■ Description of the task: Please locate every line in the listing below that contains the string "beachfront" and copy each of those lines. Case matters.
Data supplied start
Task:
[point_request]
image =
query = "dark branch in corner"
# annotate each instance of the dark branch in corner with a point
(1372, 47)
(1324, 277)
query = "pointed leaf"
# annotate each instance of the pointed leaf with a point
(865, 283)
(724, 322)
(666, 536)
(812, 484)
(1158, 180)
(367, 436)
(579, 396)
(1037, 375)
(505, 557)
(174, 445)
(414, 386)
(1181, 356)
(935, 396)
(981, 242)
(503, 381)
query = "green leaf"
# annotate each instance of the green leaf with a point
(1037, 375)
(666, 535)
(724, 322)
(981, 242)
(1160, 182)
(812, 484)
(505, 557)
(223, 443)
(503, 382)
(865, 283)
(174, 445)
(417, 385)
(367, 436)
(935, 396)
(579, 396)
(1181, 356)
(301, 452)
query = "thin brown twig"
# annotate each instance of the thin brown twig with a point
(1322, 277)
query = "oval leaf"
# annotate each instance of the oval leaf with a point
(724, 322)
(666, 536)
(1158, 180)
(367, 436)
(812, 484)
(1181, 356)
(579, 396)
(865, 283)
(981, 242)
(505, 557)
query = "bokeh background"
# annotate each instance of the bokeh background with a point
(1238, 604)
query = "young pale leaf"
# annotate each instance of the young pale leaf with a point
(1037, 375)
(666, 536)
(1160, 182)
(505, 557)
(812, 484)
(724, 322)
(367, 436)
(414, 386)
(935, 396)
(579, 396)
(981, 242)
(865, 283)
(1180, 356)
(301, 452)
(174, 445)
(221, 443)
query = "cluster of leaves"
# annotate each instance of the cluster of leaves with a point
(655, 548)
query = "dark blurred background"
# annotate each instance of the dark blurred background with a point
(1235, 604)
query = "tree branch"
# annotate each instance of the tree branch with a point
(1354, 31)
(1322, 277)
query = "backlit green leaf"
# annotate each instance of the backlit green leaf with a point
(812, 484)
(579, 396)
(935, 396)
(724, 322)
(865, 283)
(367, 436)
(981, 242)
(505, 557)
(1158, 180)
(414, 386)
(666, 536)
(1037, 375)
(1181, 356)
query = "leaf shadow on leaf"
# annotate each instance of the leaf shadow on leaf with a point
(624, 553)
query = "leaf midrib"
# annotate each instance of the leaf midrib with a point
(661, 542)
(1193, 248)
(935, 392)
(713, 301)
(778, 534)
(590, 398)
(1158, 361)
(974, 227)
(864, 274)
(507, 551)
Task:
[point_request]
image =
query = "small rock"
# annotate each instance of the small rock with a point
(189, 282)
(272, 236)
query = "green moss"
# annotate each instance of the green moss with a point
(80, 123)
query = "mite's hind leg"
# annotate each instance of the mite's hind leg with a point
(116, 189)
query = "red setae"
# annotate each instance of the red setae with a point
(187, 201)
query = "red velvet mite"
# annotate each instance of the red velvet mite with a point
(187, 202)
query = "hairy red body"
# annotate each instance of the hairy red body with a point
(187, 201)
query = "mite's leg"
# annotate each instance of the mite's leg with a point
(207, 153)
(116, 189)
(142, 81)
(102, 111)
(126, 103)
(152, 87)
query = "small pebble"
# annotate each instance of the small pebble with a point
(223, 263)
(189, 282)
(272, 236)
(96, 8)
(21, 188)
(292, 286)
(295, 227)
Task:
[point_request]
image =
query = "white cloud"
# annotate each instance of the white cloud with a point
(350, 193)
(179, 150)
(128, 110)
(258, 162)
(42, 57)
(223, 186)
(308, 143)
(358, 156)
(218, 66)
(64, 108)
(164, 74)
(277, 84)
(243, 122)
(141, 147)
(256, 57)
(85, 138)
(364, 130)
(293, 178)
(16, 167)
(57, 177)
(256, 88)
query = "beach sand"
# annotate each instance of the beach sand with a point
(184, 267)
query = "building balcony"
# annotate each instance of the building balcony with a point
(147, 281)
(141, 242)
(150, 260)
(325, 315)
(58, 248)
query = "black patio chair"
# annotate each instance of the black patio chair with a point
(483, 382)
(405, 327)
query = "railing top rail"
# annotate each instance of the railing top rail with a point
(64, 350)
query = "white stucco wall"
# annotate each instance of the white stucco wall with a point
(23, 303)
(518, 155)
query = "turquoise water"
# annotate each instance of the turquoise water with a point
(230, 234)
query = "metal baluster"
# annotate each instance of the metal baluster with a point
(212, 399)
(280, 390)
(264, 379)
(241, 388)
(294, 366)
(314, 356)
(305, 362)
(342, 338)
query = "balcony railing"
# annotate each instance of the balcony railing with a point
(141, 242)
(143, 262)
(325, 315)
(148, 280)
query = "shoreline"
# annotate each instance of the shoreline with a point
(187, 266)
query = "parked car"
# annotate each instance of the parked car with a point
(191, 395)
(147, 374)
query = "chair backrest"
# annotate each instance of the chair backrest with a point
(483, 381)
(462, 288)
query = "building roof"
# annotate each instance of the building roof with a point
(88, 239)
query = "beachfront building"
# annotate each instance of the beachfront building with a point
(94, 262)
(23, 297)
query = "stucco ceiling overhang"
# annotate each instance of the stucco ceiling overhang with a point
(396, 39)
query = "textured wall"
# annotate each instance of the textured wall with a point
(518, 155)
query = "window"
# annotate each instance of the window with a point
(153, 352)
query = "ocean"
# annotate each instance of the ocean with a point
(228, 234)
Data supplied end
■ Exercise answer:
query = "beachfront building"
# annotate each instance of the beachfront building with a point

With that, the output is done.